## Directions for this task
Would you extract the whole listing below and retype it exactly?

## Entries shown
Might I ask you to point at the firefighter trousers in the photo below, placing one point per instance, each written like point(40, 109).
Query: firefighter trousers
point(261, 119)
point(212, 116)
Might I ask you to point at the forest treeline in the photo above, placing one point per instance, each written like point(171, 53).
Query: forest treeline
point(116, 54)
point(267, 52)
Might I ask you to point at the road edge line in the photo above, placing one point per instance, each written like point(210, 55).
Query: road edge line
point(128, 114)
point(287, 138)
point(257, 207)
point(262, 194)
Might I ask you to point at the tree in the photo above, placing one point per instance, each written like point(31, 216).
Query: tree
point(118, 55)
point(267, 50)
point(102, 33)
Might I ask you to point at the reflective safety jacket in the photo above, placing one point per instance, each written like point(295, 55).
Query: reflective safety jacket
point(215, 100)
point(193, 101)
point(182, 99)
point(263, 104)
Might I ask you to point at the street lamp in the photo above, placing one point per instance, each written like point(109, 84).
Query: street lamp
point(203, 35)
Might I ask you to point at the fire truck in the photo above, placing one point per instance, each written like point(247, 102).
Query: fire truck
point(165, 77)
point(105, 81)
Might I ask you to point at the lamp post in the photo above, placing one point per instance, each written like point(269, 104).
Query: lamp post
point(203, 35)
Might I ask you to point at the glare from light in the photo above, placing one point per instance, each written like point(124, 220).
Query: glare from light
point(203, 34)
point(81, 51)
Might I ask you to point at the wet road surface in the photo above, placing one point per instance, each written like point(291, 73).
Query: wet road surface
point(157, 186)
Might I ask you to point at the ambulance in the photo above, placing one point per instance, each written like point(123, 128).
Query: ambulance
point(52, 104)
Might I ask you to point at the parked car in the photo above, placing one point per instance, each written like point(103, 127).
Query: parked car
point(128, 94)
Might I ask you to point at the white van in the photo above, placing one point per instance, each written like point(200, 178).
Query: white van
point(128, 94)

## Task result
Might I ask you to point at the firefighter trousers in the photo below, placing one point per instance, each written like point(40, 109).
Query: firefighter trousers
point(261, 119)
point(212, 116)
Might I ask you to point at the forest treeline in the photo above, placing one point per instance, each written like point(171, 53).
Query: forest treeline
point(116, 54)
point(267, 52)
Might I ask you to point at the road edge line in the photo above, placing one point per instance, each written like point(210, 55).
Query: road edge line
point(128, 114)
point(287, 138)
point(257, 207)
point(262, 194)
Might I ask you to point at the tree in the photo above, placing one point per instance, each written like point(31, 216).
Query: tree
point(118, 55)
point(267, 50)
point(102, 33)
Might I ask you to point at the reflective safety jacket in the photo above, placing one point per instance, each written like point(295, 55).
Query: reflective safety jacket
point(215, 100)
point(193, 101)
point(182, 99)
point(263, 104)
Might I ask you to point at the street lamp in the photo above, placing one point per instance, each written like point(109, 84).
Query: street lamp
point(203, 35)
Might I ask you to point at the fire truck in the photo above, placing one point per instance, each written like point(247, 102).
Query: fire truck
point(165, 77)
point(105, 81)
Might I ask you to point at the lamp post in the photo above, placing one point per instance, each written like point(269, 104).
Query: lamp post
point(203, 35)
Might I ask you to point at the glare from light in the photo above, placing one point per instance, each written like point(124, 220).
Query: glare from light
point(203, 34)
point(81, 51)
Might I ask you to point at the wet road surface in the photo above, placing one point per instance, each written like point(291, 73).
Query: wet road surface
point(157, 186)
Might I ask you to point at the ambulance in the photo above, placing one point per instance, each written like point(123, 128).
Query: ambulance
point(52, 104)
Might I ask you to point at the parked car in the photo above, placing one point per instance, each written like point(103, 127).
Query: parked car
point(128, 94)
Might I ask you to point at the white van in the photo above, placing one point per instance, each written like point(200, 178).
Query: white van
point(128, 94)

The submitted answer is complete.